BEGIN ENTRIES SUPPLIED
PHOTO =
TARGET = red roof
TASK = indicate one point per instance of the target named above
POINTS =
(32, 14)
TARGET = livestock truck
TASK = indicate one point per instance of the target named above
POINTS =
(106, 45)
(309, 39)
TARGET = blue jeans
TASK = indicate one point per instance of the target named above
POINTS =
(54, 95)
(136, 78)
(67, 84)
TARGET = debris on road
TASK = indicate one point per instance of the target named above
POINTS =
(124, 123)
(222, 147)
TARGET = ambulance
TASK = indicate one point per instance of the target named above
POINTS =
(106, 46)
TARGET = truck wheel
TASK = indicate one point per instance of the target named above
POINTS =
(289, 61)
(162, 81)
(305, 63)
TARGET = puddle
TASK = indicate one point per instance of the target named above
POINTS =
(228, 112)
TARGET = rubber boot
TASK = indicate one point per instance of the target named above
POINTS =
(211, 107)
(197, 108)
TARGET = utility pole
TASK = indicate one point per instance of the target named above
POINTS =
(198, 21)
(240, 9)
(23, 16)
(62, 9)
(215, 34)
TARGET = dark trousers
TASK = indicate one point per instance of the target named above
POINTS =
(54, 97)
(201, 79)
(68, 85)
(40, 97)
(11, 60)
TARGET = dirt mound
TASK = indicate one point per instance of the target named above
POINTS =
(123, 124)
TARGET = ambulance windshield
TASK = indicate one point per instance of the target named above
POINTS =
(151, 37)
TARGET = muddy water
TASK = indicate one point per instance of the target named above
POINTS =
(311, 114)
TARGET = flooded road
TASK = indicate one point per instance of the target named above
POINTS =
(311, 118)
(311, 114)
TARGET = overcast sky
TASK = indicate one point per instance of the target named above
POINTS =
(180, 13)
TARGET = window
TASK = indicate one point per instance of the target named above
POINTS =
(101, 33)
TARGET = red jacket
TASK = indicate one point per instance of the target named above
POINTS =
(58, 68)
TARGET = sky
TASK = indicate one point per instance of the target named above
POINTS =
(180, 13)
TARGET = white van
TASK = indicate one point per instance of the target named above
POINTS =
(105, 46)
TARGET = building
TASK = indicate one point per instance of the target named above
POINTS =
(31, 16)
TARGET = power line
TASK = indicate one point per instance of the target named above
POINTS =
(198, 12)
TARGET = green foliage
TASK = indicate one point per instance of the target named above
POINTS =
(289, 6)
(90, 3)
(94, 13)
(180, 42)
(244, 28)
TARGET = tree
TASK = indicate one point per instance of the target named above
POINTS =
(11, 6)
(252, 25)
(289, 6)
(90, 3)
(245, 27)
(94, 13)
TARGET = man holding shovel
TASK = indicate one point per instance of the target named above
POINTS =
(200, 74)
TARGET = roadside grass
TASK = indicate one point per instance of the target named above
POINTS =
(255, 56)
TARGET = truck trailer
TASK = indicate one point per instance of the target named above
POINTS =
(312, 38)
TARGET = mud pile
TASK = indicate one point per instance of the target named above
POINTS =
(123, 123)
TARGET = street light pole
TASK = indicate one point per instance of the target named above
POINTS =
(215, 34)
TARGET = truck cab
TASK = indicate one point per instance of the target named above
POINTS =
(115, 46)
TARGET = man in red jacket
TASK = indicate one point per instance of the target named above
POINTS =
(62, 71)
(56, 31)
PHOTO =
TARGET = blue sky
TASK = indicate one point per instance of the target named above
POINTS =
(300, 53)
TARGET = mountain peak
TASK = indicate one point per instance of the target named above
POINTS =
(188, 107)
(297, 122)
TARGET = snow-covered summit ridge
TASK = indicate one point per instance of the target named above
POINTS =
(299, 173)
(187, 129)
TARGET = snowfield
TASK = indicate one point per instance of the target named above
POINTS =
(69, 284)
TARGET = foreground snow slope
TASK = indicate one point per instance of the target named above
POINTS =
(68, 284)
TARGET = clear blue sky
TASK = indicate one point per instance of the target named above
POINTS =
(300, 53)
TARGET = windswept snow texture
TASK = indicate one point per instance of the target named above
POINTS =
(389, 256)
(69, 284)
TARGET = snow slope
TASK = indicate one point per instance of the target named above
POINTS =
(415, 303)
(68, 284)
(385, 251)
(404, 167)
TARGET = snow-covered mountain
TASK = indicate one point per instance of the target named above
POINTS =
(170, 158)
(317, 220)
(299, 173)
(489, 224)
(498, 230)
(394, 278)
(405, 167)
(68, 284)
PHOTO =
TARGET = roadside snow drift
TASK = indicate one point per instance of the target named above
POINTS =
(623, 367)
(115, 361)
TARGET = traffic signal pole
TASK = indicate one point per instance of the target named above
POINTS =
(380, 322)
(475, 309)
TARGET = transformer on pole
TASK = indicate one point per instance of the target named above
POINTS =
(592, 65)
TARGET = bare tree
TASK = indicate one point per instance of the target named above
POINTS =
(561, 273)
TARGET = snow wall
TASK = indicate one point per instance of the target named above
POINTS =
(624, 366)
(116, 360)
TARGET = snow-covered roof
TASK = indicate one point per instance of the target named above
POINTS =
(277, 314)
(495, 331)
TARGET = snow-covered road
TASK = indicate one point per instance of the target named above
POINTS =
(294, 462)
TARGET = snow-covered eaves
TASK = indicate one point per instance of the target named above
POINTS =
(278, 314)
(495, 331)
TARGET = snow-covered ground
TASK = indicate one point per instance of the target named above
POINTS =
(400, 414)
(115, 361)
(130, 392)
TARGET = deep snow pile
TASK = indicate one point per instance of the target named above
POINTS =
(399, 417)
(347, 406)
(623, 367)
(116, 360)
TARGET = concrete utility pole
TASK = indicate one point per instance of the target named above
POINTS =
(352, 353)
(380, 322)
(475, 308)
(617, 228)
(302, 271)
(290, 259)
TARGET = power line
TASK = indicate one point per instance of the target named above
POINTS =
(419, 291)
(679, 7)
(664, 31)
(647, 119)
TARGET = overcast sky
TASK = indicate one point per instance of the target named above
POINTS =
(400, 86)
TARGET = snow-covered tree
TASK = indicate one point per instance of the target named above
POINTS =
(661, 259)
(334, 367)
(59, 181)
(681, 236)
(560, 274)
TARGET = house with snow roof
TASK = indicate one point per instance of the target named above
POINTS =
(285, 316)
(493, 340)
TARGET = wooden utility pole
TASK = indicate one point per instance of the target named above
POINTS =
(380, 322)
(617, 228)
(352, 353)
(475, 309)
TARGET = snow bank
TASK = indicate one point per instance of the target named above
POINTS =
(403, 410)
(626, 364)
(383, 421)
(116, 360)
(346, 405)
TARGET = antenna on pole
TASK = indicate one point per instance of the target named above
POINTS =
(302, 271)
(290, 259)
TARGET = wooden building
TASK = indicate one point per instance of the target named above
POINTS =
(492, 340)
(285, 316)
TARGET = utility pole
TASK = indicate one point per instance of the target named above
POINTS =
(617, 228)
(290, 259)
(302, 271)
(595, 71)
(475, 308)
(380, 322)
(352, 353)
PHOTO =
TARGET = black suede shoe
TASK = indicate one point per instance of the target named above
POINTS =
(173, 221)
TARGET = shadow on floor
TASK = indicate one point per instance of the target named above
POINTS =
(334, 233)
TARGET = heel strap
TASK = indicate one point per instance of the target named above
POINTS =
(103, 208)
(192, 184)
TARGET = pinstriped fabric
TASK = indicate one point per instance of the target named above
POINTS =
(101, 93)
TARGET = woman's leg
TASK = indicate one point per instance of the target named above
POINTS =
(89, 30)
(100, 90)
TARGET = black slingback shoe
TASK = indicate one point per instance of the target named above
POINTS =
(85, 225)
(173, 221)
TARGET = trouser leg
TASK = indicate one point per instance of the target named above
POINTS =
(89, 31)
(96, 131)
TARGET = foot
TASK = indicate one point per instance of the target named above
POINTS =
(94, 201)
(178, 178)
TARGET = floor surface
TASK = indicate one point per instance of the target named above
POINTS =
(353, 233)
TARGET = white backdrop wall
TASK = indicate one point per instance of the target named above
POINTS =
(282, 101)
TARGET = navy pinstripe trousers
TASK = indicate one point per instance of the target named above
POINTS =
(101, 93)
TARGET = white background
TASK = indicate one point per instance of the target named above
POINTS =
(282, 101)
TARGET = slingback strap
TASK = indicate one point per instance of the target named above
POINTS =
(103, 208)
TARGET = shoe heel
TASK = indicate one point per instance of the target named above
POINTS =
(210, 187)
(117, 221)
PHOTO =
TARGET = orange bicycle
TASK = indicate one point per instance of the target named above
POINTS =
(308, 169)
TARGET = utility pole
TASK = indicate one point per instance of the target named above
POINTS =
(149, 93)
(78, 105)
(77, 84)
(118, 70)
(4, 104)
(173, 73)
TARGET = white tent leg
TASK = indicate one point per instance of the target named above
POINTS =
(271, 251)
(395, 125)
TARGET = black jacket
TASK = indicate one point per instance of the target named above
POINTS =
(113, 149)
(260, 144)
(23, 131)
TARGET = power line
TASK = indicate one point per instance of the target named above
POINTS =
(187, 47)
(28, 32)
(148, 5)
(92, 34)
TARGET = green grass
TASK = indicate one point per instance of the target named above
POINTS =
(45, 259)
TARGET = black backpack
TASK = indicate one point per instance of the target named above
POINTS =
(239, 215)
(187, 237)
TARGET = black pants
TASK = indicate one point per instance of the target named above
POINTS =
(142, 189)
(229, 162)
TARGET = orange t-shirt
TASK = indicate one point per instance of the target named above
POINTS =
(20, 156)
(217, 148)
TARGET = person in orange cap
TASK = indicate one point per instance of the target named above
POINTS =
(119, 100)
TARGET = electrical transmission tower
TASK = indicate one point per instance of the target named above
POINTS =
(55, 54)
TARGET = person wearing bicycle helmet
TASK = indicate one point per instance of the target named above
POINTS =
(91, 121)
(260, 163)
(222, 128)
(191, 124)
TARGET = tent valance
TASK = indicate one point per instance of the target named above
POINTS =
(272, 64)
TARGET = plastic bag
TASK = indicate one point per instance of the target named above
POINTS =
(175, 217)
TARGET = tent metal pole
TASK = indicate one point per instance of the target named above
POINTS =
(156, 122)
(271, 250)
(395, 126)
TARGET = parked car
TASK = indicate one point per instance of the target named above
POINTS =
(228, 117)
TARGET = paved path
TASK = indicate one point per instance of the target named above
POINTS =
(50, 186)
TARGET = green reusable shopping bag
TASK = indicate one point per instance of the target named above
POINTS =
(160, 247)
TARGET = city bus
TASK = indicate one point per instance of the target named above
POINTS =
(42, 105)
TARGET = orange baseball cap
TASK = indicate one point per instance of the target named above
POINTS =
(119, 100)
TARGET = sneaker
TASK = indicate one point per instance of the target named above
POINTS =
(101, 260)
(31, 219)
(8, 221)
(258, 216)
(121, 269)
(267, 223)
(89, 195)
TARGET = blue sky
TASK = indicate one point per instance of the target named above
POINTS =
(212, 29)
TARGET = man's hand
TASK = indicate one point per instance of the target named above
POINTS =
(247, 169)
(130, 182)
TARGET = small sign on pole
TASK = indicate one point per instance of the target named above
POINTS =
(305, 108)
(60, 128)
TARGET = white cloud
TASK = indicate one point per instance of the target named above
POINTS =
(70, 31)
END ENTRIES SUPPLIED
### YOUR ASSIGNMENT
Whenever a line of the listing above holds the word "slingback", copy that line.

### COMPLETED TASK
TARGET = black slingback shoe
TARGET = slingback strap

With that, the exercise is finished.